(Labeling items for picture shapes)
◆ ◆ ◆ ◆ ◆

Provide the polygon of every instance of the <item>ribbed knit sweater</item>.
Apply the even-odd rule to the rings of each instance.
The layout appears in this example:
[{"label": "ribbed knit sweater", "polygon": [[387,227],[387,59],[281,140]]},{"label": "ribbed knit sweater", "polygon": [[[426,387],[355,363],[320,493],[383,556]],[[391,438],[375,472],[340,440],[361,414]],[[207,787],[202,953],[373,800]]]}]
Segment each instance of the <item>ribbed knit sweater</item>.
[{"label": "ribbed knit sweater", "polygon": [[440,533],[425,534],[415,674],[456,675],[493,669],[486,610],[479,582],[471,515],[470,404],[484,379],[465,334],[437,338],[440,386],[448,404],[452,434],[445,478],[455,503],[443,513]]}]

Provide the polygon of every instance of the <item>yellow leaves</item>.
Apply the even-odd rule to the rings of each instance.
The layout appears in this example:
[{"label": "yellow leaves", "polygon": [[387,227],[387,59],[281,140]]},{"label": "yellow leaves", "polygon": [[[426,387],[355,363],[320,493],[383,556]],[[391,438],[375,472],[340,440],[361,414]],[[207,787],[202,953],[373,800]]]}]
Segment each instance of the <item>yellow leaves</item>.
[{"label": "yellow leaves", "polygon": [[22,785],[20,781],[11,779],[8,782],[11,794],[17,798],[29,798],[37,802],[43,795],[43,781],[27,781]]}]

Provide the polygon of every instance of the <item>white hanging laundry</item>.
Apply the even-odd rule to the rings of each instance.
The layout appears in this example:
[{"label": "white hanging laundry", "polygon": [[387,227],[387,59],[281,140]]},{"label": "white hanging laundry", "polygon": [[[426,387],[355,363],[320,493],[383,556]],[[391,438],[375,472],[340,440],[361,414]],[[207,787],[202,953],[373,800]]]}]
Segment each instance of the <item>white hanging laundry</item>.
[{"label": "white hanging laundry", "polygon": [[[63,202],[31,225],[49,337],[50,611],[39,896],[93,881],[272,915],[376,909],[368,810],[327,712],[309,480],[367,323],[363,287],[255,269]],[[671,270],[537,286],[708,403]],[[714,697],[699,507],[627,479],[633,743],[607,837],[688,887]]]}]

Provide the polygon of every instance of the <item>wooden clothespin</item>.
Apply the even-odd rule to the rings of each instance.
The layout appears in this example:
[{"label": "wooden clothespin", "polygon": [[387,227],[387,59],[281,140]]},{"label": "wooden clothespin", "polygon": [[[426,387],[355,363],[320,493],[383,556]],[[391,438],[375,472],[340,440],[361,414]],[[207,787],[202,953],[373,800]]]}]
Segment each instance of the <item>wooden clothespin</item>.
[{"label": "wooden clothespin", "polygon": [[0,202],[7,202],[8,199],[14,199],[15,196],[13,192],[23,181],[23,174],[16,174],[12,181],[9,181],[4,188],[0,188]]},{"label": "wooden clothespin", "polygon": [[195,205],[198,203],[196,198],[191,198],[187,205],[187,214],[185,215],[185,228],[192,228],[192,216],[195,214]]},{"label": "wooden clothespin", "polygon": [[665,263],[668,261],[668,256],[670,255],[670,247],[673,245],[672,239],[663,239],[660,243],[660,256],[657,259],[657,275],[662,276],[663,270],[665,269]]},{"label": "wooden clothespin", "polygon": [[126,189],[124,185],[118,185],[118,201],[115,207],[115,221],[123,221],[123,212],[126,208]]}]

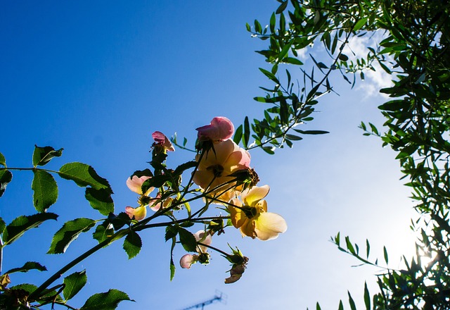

◆ ◆ ◆ ◆ ◆

Pick out each line in the items above that contains the word "Segment", and copy those lines in full.

Segment each instance of the <item>ribbed knit sweater</item>.
Segment each instance of the <item>yellow leaves</item>.
Segment each instance of the <item>white hanging laundry</item>.
Segment each instance of the <item>wooden clothespin</item>.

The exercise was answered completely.